Information given ->
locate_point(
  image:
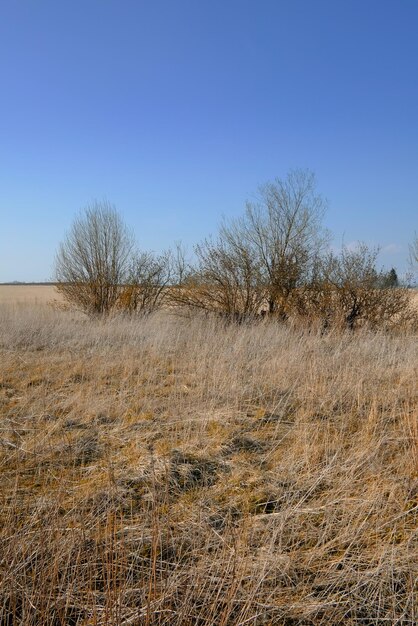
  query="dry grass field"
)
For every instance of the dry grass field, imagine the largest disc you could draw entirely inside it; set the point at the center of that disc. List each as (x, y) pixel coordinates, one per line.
(178, 471)
(28, 294)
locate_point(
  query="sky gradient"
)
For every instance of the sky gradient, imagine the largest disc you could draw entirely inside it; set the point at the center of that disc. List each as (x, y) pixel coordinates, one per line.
(176, 111)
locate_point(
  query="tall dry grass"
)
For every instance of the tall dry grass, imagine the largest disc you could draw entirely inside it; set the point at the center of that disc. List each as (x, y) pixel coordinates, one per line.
(179, 471)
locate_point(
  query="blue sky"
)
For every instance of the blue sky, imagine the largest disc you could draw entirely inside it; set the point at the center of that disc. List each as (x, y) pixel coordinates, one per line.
(176, 111)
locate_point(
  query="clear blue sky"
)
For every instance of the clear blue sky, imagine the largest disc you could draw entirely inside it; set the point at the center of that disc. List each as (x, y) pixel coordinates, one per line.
(177, 110)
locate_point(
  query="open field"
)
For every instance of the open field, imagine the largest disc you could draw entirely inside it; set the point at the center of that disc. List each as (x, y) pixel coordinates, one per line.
(180, 471)
(28, 294)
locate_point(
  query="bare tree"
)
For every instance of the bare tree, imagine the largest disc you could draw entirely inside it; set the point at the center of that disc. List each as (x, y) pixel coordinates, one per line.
(92, 262)
(413, 254)
(283, 230)
(225, 278)
(148, 280)
(351, 292)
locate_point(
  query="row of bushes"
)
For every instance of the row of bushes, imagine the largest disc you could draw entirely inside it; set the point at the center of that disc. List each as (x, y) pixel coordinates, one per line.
(273, 261)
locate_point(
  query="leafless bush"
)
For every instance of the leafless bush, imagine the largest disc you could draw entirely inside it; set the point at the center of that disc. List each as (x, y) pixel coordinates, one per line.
(225, 279)
(148, 279)
(91, 263)
(348, 291)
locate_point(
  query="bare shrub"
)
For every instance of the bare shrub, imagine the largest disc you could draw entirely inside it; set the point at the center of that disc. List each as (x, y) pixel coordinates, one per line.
(225, 279)
(92, 262)
(349, 291)
(148, 279)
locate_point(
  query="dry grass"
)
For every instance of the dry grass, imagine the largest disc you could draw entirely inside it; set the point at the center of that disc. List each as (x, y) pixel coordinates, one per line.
(28, 294)
(173, 471)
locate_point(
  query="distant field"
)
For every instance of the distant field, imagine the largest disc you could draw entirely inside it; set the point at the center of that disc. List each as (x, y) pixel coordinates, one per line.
(180, 471)
(37, 294)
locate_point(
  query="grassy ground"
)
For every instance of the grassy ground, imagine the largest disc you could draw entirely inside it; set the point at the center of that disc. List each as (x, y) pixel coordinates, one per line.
(173, 471)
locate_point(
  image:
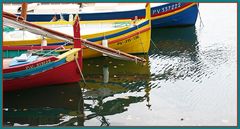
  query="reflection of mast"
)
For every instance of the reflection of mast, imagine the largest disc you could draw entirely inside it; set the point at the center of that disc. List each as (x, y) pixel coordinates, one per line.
(80, 112)
(105, 74)
(147, 91)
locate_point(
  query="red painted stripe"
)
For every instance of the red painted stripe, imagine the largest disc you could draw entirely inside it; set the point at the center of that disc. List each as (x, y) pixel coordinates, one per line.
(30, 65)
(129, 36)
(65, 73)
(31, 47)
(162, 13)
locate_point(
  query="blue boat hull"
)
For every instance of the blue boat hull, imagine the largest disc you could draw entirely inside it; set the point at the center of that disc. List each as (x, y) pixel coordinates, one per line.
(184, 17)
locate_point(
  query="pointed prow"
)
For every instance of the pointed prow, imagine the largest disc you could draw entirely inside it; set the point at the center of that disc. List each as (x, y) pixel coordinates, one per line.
(148, 11)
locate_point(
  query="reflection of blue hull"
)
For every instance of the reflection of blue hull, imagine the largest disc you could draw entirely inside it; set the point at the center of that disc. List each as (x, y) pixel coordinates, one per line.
(165, 16)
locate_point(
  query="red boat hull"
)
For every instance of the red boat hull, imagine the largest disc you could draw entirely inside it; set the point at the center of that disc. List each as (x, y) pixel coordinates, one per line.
(65, 73)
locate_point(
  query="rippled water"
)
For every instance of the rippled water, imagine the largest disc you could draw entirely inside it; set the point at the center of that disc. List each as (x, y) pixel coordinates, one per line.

Assignment -> Report back each line in the material above that contains the string "water".

Result of the exercise ->
  query="rippled water"
For every instance of the rippled water, imagine the largest disc you could draw entirely inside it; set the point at the center of that disc. List each as (x, y) pixel coordinates, one per line.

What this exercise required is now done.